Task instructions:
Return the data. Every word must match.

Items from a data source
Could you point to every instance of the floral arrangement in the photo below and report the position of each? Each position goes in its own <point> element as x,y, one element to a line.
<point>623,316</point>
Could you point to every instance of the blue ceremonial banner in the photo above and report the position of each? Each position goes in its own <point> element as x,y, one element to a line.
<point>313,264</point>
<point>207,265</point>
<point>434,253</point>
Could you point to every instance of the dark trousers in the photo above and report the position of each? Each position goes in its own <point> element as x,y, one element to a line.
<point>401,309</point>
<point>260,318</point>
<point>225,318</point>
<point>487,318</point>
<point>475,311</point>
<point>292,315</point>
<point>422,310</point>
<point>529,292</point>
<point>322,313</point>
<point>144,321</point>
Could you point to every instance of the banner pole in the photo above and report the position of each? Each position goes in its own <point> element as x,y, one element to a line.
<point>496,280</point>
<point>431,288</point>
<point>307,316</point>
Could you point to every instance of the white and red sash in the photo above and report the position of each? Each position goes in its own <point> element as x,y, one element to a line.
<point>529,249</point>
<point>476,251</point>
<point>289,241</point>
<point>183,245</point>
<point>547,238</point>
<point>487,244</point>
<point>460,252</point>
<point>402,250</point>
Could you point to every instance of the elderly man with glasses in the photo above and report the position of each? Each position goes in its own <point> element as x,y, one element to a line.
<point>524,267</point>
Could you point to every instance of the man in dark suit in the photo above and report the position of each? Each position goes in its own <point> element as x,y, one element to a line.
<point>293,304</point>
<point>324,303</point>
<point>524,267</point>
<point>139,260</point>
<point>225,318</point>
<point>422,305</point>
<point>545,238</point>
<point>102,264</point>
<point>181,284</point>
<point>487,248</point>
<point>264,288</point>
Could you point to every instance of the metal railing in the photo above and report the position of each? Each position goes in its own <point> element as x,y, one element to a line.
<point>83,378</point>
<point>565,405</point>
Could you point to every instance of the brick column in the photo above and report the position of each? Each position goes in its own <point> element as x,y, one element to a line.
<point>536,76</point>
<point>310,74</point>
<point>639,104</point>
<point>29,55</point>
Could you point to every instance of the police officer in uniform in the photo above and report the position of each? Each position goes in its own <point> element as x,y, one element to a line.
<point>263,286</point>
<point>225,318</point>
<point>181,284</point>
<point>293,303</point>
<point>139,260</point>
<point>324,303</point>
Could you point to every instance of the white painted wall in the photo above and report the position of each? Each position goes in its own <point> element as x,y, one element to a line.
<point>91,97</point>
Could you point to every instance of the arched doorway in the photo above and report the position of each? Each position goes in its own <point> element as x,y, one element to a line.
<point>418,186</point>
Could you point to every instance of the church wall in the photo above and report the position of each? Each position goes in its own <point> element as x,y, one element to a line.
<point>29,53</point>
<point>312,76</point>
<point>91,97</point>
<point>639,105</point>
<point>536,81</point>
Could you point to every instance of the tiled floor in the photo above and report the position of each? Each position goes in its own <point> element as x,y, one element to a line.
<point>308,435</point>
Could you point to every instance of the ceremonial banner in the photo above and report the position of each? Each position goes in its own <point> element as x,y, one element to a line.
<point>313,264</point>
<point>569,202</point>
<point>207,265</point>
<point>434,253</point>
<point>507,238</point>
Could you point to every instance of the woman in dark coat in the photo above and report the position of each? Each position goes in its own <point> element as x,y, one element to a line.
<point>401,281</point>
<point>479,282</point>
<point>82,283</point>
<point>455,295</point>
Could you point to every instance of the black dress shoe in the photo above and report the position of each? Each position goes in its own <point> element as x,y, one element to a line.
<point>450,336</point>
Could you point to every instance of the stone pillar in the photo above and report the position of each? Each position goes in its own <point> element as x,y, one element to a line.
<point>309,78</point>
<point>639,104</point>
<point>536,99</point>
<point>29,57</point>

Reply:
Could you point to every instance of the floral arrangement in the photo below and report the position of each? Each position goes in its own <point> element as x,y, one element to a line.
<point>623,316</point>
Could you point to every instance of the blue ceremonial banner in the photo above and report the position of each? Each position goes in its own <point> element as x,y, one element to a line.
<point>313,264</point>
<point>207,265</point>
<point>434,253</point>
Could you point to every instance of the dark trousers in the photo above and report the position of each? Each position goes in its own <point> element as x,y, one element to a line.
<point>401,309</point>
<point>260,318</point>
<point>225,318</point>
<point>487,318</point>
<point>475,311</point>
<point>292,315</point>
<point>422,310</point>
<point>529,292</point>
<point>322,313</point>
<point>144,321</point>
Could you point to every instance of the banner pole in the photo above and report the position of each? Each position goes in its own <point> element as x,y, one element to a line.
<point>496,280</point>
<point>431,288</point>
<point>307,316</point>
Could you point to every instance of the white and red sash in the photo above and report the position of each? Each position goes in its own <point> element as x,y, one element to a line.
<point>529,249</point>
<point>476,251</point>
<point>289,241</point>
<point>183,245</point>
<point>547,238</point>
<point>487,244</point>
<point>460,252</point>
<point>402,250</point>
Could you point to every instance of the elderly man with glasses in the photo above and report the position of each? Each position goes in its own <point> element as x,y, one element to a line.
<point>524,267</point>
Could you point to every instance of the man in dark suit in the photo above and report the position of each? Each position goes in its own <point> element as x,y, one element to a line.
<point>293,304</point>
<point>324,303</point>
<point>524,267</point>
<point>139,260</point>
<point>225,318</point>
<point>422,305</point>
<point>545,238</point>
<point>102,264</point>
<point>181,284</point>
<point>487,248</point>
<point>264,288</point>
Could you point to every instance of the metal railing in the photo above and report the position of each? Each position goes in its own <point> element as x,y, one element to a line.
<point>83,378</point>
<point>565,405</point>
Could you point to every instance of the brick column in the photo above and report the position of each? Each position goes in its own <point> element as x,y, one element to a line.
<point>536,76</point>
<point>310,74</point>
<point>639,104</point>
<point>29,55</point>
Could you point to every instance of the police officer in uniform in the photo above and report the position of each? Each position goes in its own <point> element as x,y, one element to a line.
<point>263,286</point>
<point>225,318</point>
<point>181,284</point>
<point>293,303</point>
<point>139,260</point>
<point>324,303</point>
Could you point to every instance of the white painted wall in the photo above and report the position of each? Each position goes in its own <point> element as x,y, one element to a line.
<point>91,97</point>
Could you point to every instance of the arched doorway in the photo above and report the position of each? Each position goes in its own <point> element as x,y, one element to a line.
<point>418,186</point>
Could you point to every instance of the church wall in the photo above and report the position of each? Each position goes in its own <point> element as x,y, one element to a line.
<point>29,53</point>
<point>312,76</point>
<point>91,97</point>
<point>639,105</point>
<point>536,81</point>
Could you point to every instance of the tiled floor in the photo above and report the position of each? Each position goes in its own <point> element as x,y, one element to a line.
<point>308,435</point>
Could you point to every instance of the ceremonial banner in the photo above and report the position of each? Each position goes in its own <point> element as x,y, one element to a line.
<point>313,264</point>
<point>569,202</point>
<point>207,265</point>
<point>434,253</point>
<point>507,238</point>
Could you point to every instance of the woman in dark coat in the photo above and report the position of each? Each position goes in its own <point> element as x,y, one element to a line.
<point>401,281</point>
<point>479,282</point>
<point>82,283</point>
<point>455,295</point>
Could you point to every instance of the black dress shoe in the photo above and report the position of each? Each position goes in its own <point> element as x,y, one element to a line.
<point>450,336</point>
Could you point to every instance of the stone pillar in the photo above and report the position of each? Each position goes in its own <point> element as x,y, one element to a line.
<point>309,78</point>
<point>639,104</point>
<point>536,99</point>
<point>29,57</point>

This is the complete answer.